Alıntı:
::::::::::

1. Memurlar Hakkındaki Ceza Yargılaması ile Disiplin Soruşturması Arasındaki Bağlantı
657 Sayılı Devlet Memurları Kanunu’nun 131. maddesinde “Aynı olaydan dolayı memur hakkında ceza mahkemesinde kovuşturmaya başlanmış olması, disiplin kovuşturmasını geciktiremez. Memurun ceza kanununa göre mahkûm olması veya olmaması halleri, ayrıca disiplin cezasının uygulanmasına engel olamaz.“ hükmü yer almaktadır. Hükümde açıkça ceza yargılaması ile disiplin soruşturmasının birbiri ile bağlantılı olmadığı düzenlenmiştir. Yine aynı madde uyarınca disiplin soruşturmasının sonuçlandırılması için, o memur hakkındaki ceza yargılamasının sonucu beklenmesi gerekmemektedir.
Görüleceği üzere 657 sayılı Kanun ile kanun koyucu açıkça memur hakkındaki ceza yargılaması ile disiplin soruşturmasının birbiriyle bağımsız olması istenmiştir. Ancak kanun maddesinin lafzi olarak uygulanması mümkün değildir. Zira ceza yargılamasında verilen hüküm kesin hüküm olup verilen bazı kararlar diğer mahkemeler yönünden bağlayıcı niteliktedir.
Disiplin soruşturması sürecinin ceza davasından bağımsız yürütülmesi gerekmekle beraber ceza yargılamasında dinlenen müşteki, sanık ve tanıkların beyanlarının disiplin soruşturmasında dikkate alınması gerekir. Keza, ceza dosyasında toplanan delillerin ve ceza mahkemesi kararlarının da disiplin soruşturmasında değerlendirme konusu edilir.

::::::::::

Çıkarılan veri kayıtları
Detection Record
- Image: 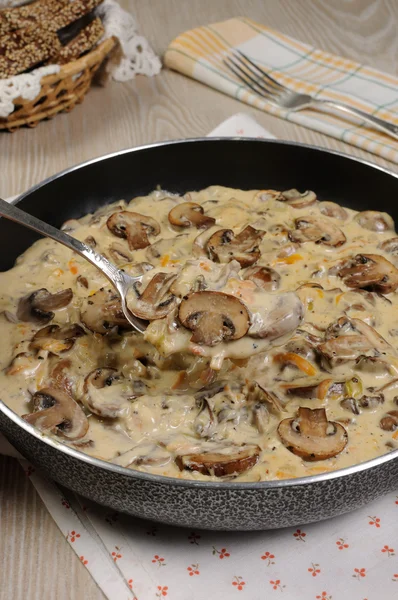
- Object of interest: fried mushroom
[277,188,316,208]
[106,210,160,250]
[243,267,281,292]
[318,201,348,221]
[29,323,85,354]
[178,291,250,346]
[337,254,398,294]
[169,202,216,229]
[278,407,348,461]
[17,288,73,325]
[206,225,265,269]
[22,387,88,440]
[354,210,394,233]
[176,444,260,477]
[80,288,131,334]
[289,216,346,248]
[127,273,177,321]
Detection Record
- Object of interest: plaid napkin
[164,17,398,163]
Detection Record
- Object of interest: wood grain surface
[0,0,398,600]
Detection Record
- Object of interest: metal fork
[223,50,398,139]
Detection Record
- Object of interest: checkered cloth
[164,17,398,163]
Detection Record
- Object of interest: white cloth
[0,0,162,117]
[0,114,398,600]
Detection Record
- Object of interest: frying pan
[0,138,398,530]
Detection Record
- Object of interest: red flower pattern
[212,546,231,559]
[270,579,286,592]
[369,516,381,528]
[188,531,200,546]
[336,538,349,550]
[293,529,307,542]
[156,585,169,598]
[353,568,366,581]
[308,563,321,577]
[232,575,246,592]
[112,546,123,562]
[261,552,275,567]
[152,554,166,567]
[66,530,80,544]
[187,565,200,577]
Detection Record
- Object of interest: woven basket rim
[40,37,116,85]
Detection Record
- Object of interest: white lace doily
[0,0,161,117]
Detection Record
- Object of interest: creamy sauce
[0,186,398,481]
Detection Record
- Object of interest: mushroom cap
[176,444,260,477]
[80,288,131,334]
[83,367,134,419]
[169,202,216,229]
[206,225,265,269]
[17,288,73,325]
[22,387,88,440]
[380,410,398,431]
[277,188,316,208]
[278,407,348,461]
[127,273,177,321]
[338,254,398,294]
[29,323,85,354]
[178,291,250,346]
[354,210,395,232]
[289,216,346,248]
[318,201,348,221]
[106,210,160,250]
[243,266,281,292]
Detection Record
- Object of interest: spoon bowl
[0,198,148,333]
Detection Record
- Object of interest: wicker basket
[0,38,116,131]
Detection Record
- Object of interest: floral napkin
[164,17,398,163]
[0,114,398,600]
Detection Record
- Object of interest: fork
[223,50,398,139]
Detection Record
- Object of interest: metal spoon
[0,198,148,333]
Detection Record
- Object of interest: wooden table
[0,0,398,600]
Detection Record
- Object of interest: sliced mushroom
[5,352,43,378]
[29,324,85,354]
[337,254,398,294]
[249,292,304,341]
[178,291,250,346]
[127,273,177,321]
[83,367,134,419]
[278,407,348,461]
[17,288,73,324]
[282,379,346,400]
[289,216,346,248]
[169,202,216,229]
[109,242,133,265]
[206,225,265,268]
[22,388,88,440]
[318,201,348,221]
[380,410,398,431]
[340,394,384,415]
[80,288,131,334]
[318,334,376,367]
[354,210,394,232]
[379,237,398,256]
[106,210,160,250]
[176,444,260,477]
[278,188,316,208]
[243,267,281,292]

::::::::::

Alıştırmalar:
1. Alıntıya göre ceza yargılamasında dinlenen ve beyanları disiplin soruşturmasında dikkate alınması gereken kişileri sıralayın.
2. Kayıtlarda "napkin" sözcüğünü barındıran her satırı seçip aktarın; büyük ve küçük harf ayrımı gözetilmelidir.

Görevlere Göre Çözümler:
1. Müşteki, sanık ve tanıklar.

2.
- Object of interest: plaid napkin
- Object of interest: floral napkin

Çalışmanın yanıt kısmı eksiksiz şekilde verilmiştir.